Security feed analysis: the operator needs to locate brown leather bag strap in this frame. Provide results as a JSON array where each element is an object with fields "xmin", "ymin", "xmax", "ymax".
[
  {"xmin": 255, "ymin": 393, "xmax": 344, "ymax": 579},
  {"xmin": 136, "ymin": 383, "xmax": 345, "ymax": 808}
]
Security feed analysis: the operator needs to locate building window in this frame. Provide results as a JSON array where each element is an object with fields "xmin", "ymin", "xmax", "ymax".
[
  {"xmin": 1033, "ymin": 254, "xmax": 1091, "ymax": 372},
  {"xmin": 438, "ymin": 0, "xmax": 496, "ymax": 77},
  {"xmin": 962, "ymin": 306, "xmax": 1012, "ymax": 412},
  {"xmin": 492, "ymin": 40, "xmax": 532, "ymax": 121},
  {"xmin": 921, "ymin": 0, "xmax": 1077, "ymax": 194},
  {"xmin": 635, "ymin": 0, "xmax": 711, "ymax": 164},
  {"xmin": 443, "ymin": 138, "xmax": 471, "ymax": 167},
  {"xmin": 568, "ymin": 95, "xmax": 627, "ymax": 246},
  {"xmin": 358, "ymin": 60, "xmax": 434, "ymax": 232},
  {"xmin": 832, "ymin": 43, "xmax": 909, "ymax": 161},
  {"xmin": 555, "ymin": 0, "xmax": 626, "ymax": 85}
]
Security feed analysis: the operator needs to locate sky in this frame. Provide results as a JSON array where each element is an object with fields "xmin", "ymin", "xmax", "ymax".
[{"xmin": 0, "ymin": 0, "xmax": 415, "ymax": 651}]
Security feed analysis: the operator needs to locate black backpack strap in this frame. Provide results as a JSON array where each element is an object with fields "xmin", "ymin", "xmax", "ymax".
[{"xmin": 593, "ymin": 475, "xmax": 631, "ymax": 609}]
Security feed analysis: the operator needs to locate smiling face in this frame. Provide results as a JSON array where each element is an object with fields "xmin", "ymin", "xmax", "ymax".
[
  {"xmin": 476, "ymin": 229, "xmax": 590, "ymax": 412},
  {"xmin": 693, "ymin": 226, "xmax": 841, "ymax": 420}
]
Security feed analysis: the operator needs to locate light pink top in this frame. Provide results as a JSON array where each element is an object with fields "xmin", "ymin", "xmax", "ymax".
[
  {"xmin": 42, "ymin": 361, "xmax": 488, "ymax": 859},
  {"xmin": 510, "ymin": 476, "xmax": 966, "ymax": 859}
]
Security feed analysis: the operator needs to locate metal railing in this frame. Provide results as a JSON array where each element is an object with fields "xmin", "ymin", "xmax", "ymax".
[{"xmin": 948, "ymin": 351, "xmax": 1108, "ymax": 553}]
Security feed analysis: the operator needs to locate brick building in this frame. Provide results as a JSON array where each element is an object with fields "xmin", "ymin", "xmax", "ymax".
===
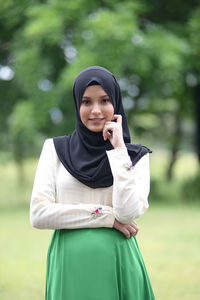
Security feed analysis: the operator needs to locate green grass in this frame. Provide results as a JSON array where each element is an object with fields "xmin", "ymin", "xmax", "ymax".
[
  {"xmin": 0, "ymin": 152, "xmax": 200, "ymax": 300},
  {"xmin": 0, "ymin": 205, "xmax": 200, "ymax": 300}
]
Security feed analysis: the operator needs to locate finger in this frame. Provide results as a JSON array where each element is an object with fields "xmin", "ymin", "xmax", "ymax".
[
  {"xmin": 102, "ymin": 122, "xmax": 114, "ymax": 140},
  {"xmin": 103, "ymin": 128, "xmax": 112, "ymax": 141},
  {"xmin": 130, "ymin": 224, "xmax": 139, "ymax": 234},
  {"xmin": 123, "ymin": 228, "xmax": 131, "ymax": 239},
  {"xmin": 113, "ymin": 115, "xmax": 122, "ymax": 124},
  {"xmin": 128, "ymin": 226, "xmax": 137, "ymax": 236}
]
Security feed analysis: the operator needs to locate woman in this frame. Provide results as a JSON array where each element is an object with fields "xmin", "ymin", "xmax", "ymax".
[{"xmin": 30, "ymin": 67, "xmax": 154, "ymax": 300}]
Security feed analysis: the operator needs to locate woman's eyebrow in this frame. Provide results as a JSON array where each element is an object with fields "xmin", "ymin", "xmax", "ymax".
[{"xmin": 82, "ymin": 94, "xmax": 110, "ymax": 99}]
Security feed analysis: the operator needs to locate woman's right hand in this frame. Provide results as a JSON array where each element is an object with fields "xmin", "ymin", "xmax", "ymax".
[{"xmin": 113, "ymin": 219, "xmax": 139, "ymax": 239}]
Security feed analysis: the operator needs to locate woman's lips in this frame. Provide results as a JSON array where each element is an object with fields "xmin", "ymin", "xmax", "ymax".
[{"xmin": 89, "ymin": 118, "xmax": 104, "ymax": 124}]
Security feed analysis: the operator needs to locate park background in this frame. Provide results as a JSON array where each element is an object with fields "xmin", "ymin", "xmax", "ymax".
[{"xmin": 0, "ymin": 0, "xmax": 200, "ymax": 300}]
===
* [YOUR OBJECTIVE]
Count the lines in the data that contain the string "woman", and reply with only that number.

* [SOLUTION TO THE EXERCISE]
4